## WORK INSTRUCTIONS
Would you transcribe all of the data exactly, down to the last character?

Stored items from a collection:
════
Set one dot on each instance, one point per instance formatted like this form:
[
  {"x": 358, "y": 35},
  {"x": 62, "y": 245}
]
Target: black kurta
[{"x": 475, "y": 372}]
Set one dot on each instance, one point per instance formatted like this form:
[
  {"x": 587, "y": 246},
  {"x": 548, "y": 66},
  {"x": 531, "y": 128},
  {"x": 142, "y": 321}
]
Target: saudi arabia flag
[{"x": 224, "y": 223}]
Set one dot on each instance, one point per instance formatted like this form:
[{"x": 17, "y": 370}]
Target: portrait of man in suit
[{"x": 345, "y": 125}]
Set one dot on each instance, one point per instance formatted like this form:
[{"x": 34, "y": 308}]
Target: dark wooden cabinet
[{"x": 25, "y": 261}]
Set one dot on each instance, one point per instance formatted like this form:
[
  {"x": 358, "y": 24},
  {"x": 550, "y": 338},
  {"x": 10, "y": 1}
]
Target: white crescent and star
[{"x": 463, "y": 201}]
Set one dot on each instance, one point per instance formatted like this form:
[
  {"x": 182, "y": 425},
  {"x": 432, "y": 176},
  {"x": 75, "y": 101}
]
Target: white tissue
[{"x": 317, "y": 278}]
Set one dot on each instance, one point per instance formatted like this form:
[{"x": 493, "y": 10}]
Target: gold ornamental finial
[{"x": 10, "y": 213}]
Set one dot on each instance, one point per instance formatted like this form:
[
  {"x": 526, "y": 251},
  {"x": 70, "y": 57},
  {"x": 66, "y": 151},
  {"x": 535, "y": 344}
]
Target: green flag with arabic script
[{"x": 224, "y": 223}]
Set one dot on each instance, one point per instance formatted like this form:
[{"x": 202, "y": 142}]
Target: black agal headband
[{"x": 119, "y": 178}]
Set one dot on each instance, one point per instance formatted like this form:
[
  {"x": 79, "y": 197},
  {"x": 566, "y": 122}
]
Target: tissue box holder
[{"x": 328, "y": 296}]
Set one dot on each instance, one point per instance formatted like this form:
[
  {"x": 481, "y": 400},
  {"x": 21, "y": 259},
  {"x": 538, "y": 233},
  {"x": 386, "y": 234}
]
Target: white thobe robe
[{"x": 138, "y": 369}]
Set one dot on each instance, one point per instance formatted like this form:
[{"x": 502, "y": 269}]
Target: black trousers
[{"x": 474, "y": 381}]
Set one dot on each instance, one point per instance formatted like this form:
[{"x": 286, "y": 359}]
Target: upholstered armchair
════
## RESPONSE TO THE EXERCISE
Set one dot on each instance, one point per instance formatted like this form:
[
  {"x": 358, "y": 35},
  {"x": 62, "y": 245}
]
Target: black kurta
[{"x": 475, "y": 372}]
Set one dot on each instance, one point per instance formatted like this form:
[
  {"x": 587, "y": 246},
  {"x": 548, "y": 66},
  {"x": 531, "y": 128},
  {"x": 142, "y": 321}
]
Target: saudi arabia flag
[{"x": 224, "y": 223}]
Set one dot on each instance, one point per instance formatted like this form:
[{"x": 17, "y": 370}]
Target: portrait of man in suit
[{"x": 345, "y": 125}]
Set one dot on each instance, one point per instance formatted like this form:
[{"x": 34, "y": 308}]
Target: dark wooden cabinet
[{"x": 25, "y": 261}]
Set one dot on each instance, one point per instance formatted like this form:
[
  {"x": 358, "y": 24},
  {"x": 550, "y": 338},
  {"x": 10, "y": 1}
]
Target: white crescent and star
[{"x": 463, "y": 201}]
Set one dot on each instance, one point per instance formatted like this form:
[
  {"x": 182, "y": 425},
  {"x": 432, "y": 176},
  {"x": 75, "y": 101}
]
Target: white tissue
[{"x": 317, "y": 278}]
Set one dot on each instance, one point per instance formatted like this form:
[{"x": 493, "y": 10}]
Target: gold ornamental finial
[{"x": 10, "y": 213}]
Set one dot on each instance, one point per instance formatted like this form:
[
  {"x": 526, "y": 251},
  {"x": 70, "y": 57},
  {"x": 66, "y": 151},
  {"x": 535, "y": 344}
]
Target: green flag with arabic script
[{"x": 224, "y": 223}]
Set one dot on each instance, one point per instance formatted like this form:
[{"x": 202, "y": 142}]
Target: black agal headband
[{"x": 119, "y": 178}]
Set one dot on each instance, one point per instance formatted like this form:
[
  {"x": 79, "y": 197},
  {"x": 566, "y": 122}
]
Target: tissue box holder
[{"x": 328, "y": 296}]
Set one dot on each instance, one point per instance formatted like this form:
[
  {"x": 481, "y": 400},
  {"x": 21, "y": 259},
  {"x": 538, "y": 233},
  {"x": 386, "y": 234}
]
Target: white thobe robe
[{"x": 138, "y": 369}]
Set one dot on each instance, one point per instance formatted like this form:
[{"x": 502, "y": 269}]
Target: black trousers
[{"x": 474, "y": 381}]
Set one dot on each instance, one point per instance formatted like this form:
[{"x": 286, "y": 359}]
Target: upholstered armchair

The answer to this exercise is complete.